Do this:
Only the pictures are left out: repeat the rest of the entries exactly.

Given records:
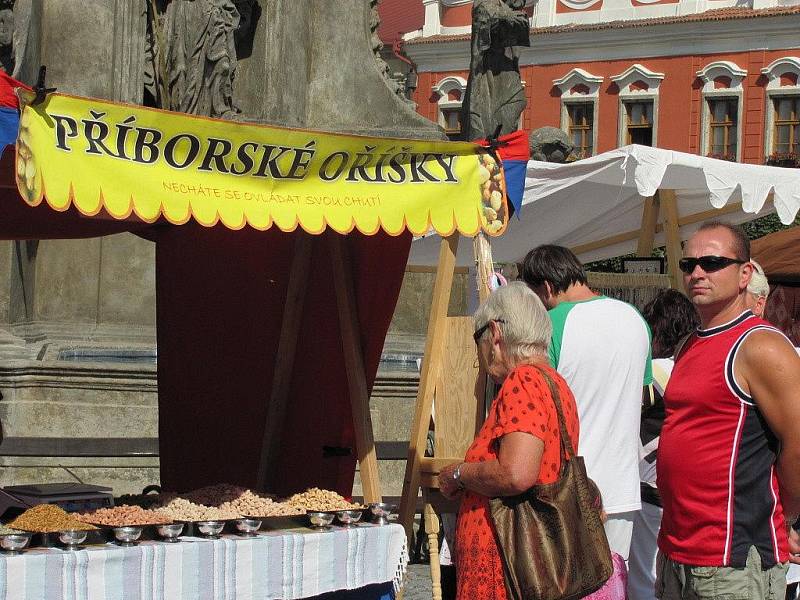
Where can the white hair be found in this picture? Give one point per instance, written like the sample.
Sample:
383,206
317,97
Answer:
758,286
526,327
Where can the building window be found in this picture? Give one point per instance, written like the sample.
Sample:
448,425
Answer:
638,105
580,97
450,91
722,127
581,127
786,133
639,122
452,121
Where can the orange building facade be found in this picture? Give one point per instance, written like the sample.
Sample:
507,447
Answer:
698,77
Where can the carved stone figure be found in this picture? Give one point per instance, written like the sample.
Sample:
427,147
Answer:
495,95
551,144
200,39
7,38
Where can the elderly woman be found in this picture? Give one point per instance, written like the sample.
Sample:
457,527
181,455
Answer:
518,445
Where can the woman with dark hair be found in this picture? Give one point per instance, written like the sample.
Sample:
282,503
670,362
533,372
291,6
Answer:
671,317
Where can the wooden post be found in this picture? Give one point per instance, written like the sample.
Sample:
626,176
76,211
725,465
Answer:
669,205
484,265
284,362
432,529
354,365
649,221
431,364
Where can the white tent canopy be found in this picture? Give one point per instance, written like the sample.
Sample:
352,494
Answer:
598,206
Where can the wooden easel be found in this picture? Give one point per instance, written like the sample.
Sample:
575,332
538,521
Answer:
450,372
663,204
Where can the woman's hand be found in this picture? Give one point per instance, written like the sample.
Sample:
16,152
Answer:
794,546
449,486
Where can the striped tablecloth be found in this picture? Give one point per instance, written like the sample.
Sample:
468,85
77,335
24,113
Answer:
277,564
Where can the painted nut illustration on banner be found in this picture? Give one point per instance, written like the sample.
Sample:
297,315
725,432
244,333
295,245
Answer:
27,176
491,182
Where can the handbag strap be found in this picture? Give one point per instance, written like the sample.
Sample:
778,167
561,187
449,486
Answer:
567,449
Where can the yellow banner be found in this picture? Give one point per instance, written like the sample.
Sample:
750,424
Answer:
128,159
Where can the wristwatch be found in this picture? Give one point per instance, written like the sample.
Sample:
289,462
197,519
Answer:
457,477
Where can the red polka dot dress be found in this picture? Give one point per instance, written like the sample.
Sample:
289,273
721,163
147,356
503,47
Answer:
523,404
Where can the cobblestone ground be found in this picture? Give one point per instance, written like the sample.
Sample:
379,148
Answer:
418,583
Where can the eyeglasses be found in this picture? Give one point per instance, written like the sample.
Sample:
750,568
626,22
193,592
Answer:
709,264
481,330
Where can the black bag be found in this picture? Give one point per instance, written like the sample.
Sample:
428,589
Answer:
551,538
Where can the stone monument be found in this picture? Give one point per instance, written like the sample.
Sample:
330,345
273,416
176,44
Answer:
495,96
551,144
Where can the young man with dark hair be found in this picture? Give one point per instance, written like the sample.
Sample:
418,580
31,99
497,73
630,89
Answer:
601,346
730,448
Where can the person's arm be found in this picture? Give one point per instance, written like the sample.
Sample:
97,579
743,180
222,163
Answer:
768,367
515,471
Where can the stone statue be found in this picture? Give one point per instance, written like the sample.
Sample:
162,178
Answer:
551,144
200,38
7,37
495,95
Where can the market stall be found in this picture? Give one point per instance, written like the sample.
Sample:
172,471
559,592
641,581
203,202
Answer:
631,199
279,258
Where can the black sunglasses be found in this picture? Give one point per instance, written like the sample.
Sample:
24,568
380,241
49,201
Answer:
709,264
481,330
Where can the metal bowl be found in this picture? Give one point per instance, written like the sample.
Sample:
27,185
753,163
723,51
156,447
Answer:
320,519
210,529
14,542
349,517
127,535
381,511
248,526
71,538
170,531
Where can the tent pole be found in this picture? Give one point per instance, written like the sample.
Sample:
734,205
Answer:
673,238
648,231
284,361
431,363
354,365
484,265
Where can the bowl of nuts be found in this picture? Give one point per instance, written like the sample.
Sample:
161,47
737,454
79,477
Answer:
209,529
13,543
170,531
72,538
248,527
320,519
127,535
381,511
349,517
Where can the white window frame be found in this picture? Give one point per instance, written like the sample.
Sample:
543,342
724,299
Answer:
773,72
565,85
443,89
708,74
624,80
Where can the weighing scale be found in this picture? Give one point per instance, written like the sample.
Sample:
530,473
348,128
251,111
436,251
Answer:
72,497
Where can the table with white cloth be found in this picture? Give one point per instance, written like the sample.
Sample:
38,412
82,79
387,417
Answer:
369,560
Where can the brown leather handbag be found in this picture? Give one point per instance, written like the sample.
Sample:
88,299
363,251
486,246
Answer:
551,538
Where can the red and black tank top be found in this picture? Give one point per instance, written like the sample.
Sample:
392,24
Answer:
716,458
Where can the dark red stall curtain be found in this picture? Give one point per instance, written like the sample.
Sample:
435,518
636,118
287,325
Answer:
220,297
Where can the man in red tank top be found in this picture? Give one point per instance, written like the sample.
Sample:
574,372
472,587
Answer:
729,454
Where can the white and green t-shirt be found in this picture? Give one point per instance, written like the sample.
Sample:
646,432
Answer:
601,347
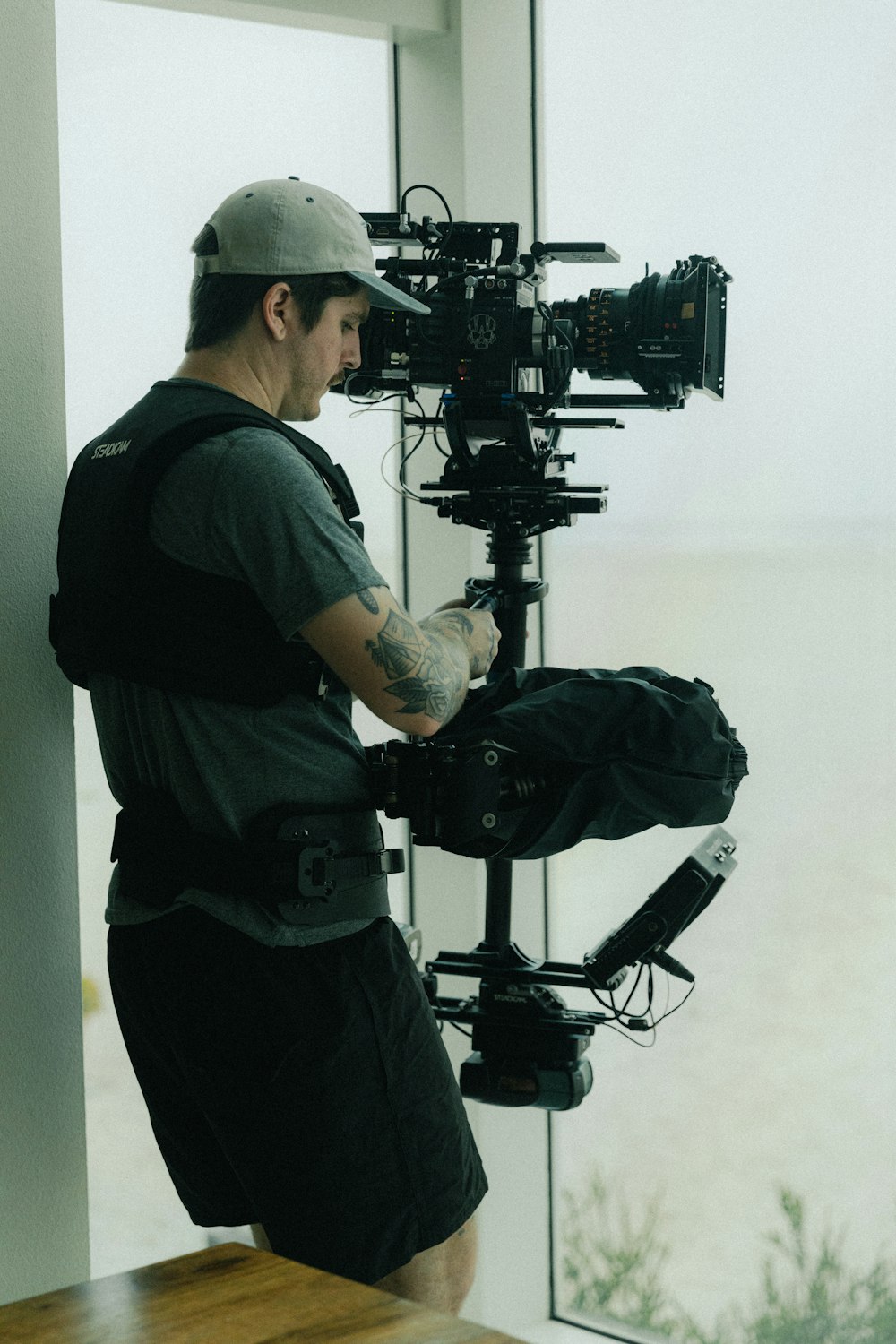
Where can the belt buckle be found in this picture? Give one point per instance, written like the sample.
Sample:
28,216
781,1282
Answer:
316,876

Written answer:
Where can the white hair be found in this picture? Give one point per instance, written like the sample.
Sample:
383,206
317,97
Answer:
758,286
526,327
Where can the building window be found in this picture? Give one point per instance, written like the sample.
Sample:
448,425
Answer:
638,105
580,97
450,91
722,127
581,127
786,133
639,122
452,121
Where can the orange building facade be found in this picture? Give one point per instance, written like the sample.
Sample:
507,447
Answer:
698,77
Where can the carved stone figure be found in this picture? Give one point per instance, written like the sample.
Sample:
427,147
Answer:
495,95
551,144
200,39
7,38
Where can the elderly woman be found in this picture? Give one point per instance, written like the sample.
Sample:
457,527
181,455
Answer:
518,445
Where can the woman with dark hair be found in this picture? Give one point per instance, written like the sample.
Sample:
282,503
670,362
533,372
291,6
Answer:
671,317
Where can the wooden post be found in this picture? Give one point per instance, written like the sample.
Sample:
626,176
76,211
725,465
Answer:
669,205
484,265
284,362
432,529
354,365
649,221
431,364
Where can the white tent canopy be found in this picture? Give one point per instance, written like the sample.
Sample:
352,494
Answer:
598,206
Where can the wooden easel be found in this picture? Give one point per instance, written like the sample.
Sample:
575,332
538,521
Answer:
450,372
663,204
Where can the woman's hand be found in this picture? Give one point per instance, written like the sample.
Sample:
16,152
Answer:
794,546
449,486
Where can the striped tablecloth be found in this picture? Give one point per instance, written like the sample.
Sample:
468,85
77,335
24,113
Answer:
277,564
Where can the painted nut illustration on banner be found in this picture? Give one point per instance, written like the sample.
Sample:
297,315
725,432
244,333
295,245
Answer:
27,176
491,182
Where can the handbag strap be found in this picture? Give one point per instance, written like the sample.
Sample:
778,167
561,187
449,486
Answer:
567,449
Where can the yellow banner be found in this picture? Give one point per instance, written like the sample.
Sample:
750,424
Answer:
128,159
Where can the wristwatch be found in this picture? Give one point per instance, written like the sample.
Sample:
289,462
197,519
Answer:
457,477
Where can the red polka dot dress be found in this picture? Give one point per instance, written like the sample.
Sample:
289,273
721,163
147,356
503,47
Answer:
523,404
Where can the cobblestone ground be found in this picture? Give one point per instance, written like the sample.
Sample:
379,148
Answer:
418,583
Where can the eyeglasses be found in this picture? Give one point per instance, written like the sample.
Sample:
750,568
626,22
193,592
Answer:
709,264
481,330
Where can the black bag be found in this picture? Give one point per instance, written like the sample.
Sample:
428,589
Answer:
551,538
Where can the stone monument be found in this picture? Give one point per instance, written like the sample.
Sample:
330,345
273,416
176,44
Answer:
495,96
551,144
Where can the young man with dark hair be found in this picture? Give one point per instance, written like the sample.
Sample:
418,580
31,99
497,73
630,89
Answer:
601,346
730,448
Where can the person's arm be found in this picture? Give one point per instance, written like the sample.
Sample:
97,579
743,180
222,163
Answer:
768,367
515,471
Where can the stone statue be found in this picture? Give one point per instance, written like the sample.
Sample:
162,178
Answer:
551,144
200,38
7,37
495,95
Where can the market stall be found in this picture? Give one point per instance, written like the sample.
Sample:
172,471
559,592
641,581
203,202
Answer:
631,199
279,258
Where can the black sunglasses be found in this picture? Give one point per instance, written like the sample.
Sample:
24,568
380,241
49,201
Answer:
709,264
481,330
Where can the metal bowl be found in this picture? Give one point per instance, written like the sample.
Sample:
27,185
753,163
723,51
156,447
Answer:
320,519
210,529
14,542
349,517
127,535
381,511
248,526
71,538
170,531
Where can the tent pole be found in this picture? Give one point per instance, written like the sample.
Sample:
734,205
Answer:
673,238
648,231
284,361
431,363
354,365
484,265
Where can the bowl of nuts be found in this picture? Give one point per instance, written like the sample.
Sample:
161,47
737,454
79,477
Answer:
209,529
13,543
170,531
72,538
248,527
320,519
127,535
381,511
349,517
Where can the white window frame be found in this picture? Give one point per instance, written like the sample.
Sample:
543,342
724,299
Answer:
773,72
565,85
443,89
708,74
624,80
Where can the weighing scale be found in this picture? Give one point per instance, written like the sample.
Sample:
530,473
348,128
251,111
436,251
Answer:
72,497
Where can the table with white cloth be found in this picture? Give one point per instance, written like the sample.
Sample:
38,412
82,79
387,417
Answer:
369,560
Where can the brown leather handbag be found in this picture? Give one point per instance, written like the sample.
Sample:
88,299
363,251
486,246
Answer:
551,538
Where can the red and black tank top be found in this picture? Give one point per instance, written like the sample.
Sample:
392,24
Answer:
716,458
Where can the dark red stall curtain be found in this picture? Give one point per instance, written like the sample.
Sample:
435,518
636,118
287,325
Answer:
220,297
Where can the man in red tank top be found in this picture? Give one point per instance, written like the sample.
Sample:
574,372
472,587
Answer:
729,454
Where can the white and green t-shirt be found in this picture? Give one point per instance, written like the sample.
Sample:
646,432
Answer:
601,347
Where can the belt buckle be found in this picture? Give one point per instance, written like the sample.
Sample:
28,216
781,1282
Answer:
316,876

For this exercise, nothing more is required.